## 課題一覧
1. (a)〜(c)がそれぞれ引用文の内容と合っているか、「はい」か「いいえ」で答え、決め手になる引用文の言葉をそのまま引いてください。(a) 清里フォトアートミュージアムは山梨県北杜市にある。(b) 本展の展示は3章で構成されている。(c) 本展の作品は、どれも作家が35歳以下の時に撮られた写真である。
2. 引用文のうち、「今年で開館30周年を迎える、」から「の写真」を新たな視点で厳選。」までを、両端の言葉も含めて一字も変えずに書き出してください。

## 引用文
....
Photography and Portraiture: From Faces to Landscape

Top Photo: ハンネ・ファン・デル・ワウデ《MC1R (Natural red hair) - Monica》2007年 © Hanne van der Woude
Top Photo: 山元彩香《Untitled / Nous n'irons plus au bois》2013年 © Ayaka Yamamoto

Photography and Portraiture: From Faces to Landscape

写真を通じて世界を写す、若き才能たち

清里フォトアートミュージアムの開館30周年を記念した展覧会の後期「写真と肖像 顔から風景へ」が、10月13日(月・祝)まで開催中。

アダム・パンチュク《カルチェビー》2008年 © Adam Panczuk

今年で開館30周年を迎える、山梨県北杜市の写真専門美術館・清里フォトアートミュージアム(KMoPA)。

1995年の開館記念展では、若い写真家たちを刺激し、激励することを目的とした「25人の20代の写真」展が開催された。

今回の30周年記念展ではそのオマージュも込めて、1万点以上におよぶKMoPAコレクションの中から「25人のU35(35歳以下)の写真」を新たな視点で厳選。
写真表現とKMoPAの出発点を改めて見つめ直す展覧会として2期に分けて開催されている。

ジョー・アン・キャリス《無題》1974年 © Jo Ann Calis

前期の「冒険」に続く本展では、「肖像」をテーマに、自己と他者、社会、風景の重層的な関係に視点を置いた作品を展示。

出品作家には、1868年生まれの巨匠から1992年生まれの新進気鋭の作家まで、幅広い世代が名を連ねる。
いずれの作品も、作家が35歳以下の時に制作された写真で構成されている。

エドワード・S. カーティス《シワワチワ ズニ族》1903年
山元彩香《Untitled / Nous n'irons plus au bois》2013年 © Ayaka Yamamoto

展示は、「他者に触れる」、「私とは誰か セルフポートレイトとジェンダー」、「共同体を生きる」、「ドキュメンタリー」、「人と風景」の5章で構成。
....
## 元データ

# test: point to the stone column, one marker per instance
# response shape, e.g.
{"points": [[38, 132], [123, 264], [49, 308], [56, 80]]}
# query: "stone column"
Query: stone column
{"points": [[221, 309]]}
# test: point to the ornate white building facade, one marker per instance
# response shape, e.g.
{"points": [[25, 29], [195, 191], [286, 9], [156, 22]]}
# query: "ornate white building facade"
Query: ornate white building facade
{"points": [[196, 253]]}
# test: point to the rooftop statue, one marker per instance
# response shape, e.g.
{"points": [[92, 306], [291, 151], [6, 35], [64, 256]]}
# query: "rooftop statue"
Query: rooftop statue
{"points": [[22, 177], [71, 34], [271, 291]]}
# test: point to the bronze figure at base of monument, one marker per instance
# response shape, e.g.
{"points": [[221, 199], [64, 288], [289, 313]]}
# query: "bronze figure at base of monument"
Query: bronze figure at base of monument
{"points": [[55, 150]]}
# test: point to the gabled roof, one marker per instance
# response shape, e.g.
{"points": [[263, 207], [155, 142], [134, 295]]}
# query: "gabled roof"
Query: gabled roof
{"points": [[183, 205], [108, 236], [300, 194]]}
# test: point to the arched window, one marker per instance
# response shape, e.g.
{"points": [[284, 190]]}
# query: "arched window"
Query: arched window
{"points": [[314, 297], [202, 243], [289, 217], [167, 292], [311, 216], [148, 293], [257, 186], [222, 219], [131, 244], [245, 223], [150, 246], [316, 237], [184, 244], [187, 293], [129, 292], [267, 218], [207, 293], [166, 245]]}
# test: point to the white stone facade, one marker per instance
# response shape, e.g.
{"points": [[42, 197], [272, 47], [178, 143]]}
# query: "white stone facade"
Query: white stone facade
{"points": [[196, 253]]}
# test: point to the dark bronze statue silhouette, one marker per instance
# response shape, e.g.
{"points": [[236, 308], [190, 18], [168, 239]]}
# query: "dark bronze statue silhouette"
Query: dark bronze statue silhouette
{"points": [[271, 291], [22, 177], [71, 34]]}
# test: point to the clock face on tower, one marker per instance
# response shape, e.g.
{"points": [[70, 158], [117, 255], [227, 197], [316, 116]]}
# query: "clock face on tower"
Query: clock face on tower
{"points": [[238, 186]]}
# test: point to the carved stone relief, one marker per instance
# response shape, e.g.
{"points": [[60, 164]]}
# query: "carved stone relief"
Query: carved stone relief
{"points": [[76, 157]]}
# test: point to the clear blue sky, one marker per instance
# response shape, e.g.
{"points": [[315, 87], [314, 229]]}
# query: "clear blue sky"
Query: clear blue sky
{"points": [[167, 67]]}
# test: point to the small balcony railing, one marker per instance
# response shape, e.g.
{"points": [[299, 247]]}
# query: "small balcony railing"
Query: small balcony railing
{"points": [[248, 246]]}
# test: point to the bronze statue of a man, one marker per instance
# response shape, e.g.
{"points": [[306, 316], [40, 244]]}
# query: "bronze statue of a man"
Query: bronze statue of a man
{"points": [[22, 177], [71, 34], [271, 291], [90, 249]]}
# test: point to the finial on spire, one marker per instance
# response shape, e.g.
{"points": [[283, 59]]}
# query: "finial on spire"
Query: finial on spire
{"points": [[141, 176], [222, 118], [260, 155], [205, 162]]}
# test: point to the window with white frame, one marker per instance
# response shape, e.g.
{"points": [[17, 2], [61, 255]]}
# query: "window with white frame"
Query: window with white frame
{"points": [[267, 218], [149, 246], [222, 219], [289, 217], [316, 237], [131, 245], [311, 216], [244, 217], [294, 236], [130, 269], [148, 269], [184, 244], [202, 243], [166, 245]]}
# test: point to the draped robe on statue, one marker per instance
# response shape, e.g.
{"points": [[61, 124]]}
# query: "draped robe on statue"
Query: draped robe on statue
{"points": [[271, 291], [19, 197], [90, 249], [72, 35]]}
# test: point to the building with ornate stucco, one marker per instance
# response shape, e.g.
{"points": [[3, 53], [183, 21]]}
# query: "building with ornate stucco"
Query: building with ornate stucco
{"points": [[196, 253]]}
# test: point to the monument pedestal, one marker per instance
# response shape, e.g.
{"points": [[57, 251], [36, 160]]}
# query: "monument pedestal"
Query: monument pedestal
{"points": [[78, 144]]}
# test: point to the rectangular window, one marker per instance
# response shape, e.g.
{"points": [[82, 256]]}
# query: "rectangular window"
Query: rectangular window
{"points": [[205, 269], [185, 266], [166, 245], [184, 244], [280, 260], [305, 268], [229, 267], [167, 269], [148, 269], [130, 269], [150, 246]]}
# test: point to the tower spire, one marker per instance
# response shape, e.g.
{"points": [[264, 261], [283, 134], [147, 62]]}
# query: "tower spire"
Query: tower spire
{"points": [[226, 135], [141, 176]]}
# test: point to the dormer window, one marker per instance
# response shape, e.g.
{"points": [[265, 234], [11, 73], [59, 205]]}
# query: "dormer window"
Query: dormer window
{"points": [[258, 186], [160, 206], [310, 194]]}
....
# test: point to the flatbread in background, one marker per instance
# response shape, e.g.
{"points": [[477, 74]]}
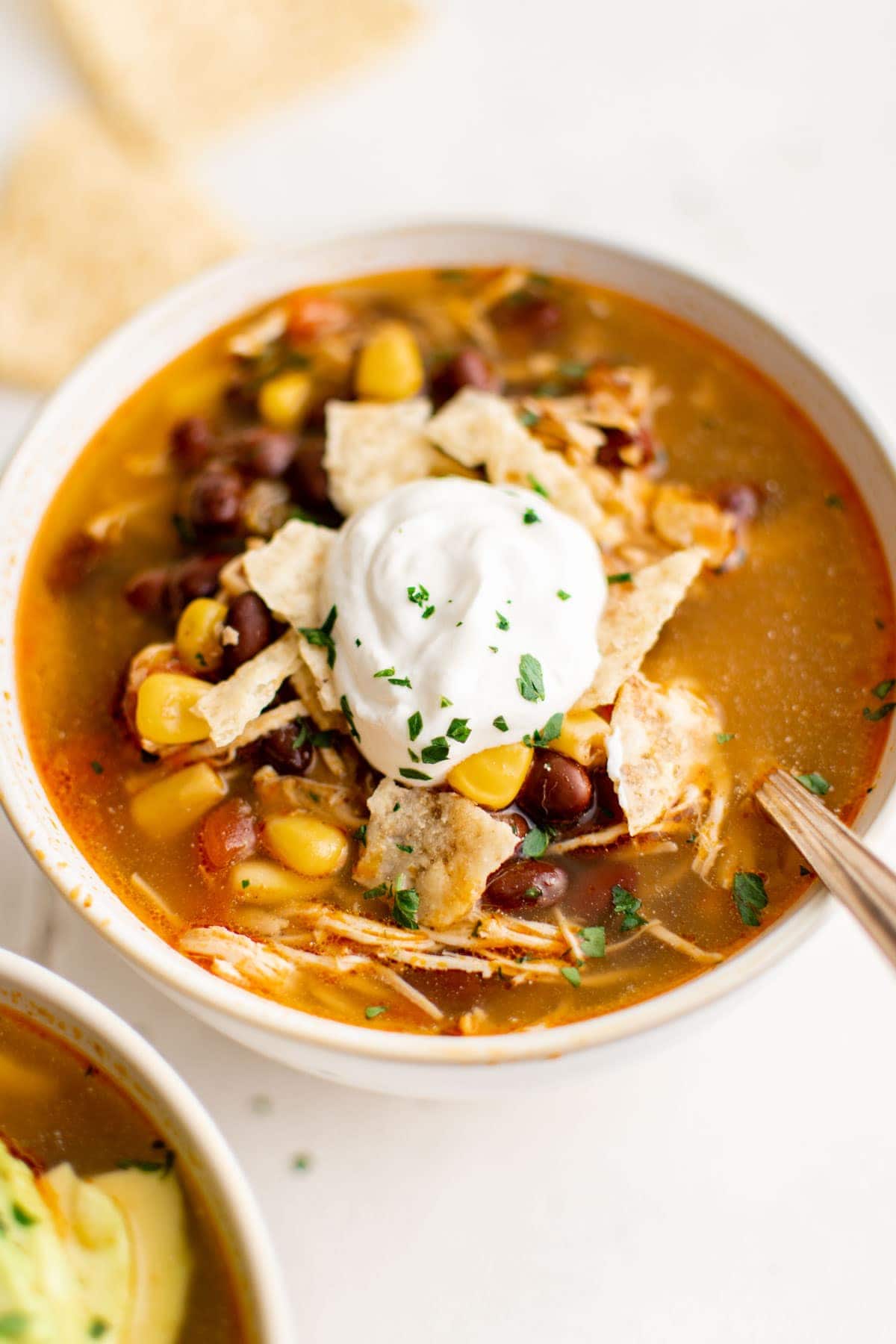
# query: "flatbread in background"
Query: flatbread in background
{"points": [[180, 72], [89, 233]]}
....
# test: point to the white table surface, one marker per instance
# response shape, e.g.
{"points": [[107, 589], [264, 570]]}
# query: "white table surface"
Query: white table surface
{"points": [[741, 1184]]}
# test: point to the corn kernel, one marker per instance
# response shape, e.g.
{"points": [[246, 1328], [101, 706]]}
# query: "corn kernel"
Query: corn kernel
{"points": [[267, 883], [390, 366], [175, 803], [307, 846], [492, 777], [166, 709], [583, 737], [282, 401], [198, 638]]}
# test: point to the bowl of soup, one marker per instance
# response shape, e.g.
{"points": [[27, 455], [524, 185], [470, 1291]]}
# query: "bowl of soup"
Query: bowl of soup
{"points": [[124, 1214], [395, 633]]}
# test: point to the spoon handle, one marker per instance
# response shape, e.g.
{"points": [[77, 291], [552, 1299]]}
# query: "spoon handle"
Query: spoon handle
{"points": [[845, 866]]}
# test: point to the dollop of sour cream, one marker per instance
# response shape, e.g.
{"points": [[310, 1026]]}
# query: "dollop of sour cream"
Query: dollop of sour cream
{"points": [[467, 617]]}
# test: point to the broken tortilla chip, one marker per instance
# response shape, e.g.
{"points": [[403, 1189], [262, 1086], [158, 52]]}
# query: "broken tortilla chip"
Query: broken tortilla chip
....
## 期待される結果
1.
(a) はい。「山梨県北杜市の写真専門美術館・清里フォトアートミュージアム(KMoPA)」
(b) いいえ。「5章で構成」
(c) はい。「いずれの作品も、作家が35歳以下の時に制作された写真で構成されている」

2.
今年で開館30周年を迎える、山梨県北杜市の写真専門美術館・清里フォトアートミュージアム(KMoPA)。

1995年の開館記念展では、若い写真家たちを刺激し、激励することを目的とした「25人の20代の写真」展が開催された。

今回の30周年記念展ではそのオマージュも込めて、1万点以上におよぶKMoPAコレクションの中から「25人のU35(35歳以下)の写真」を新たな視点で厳選。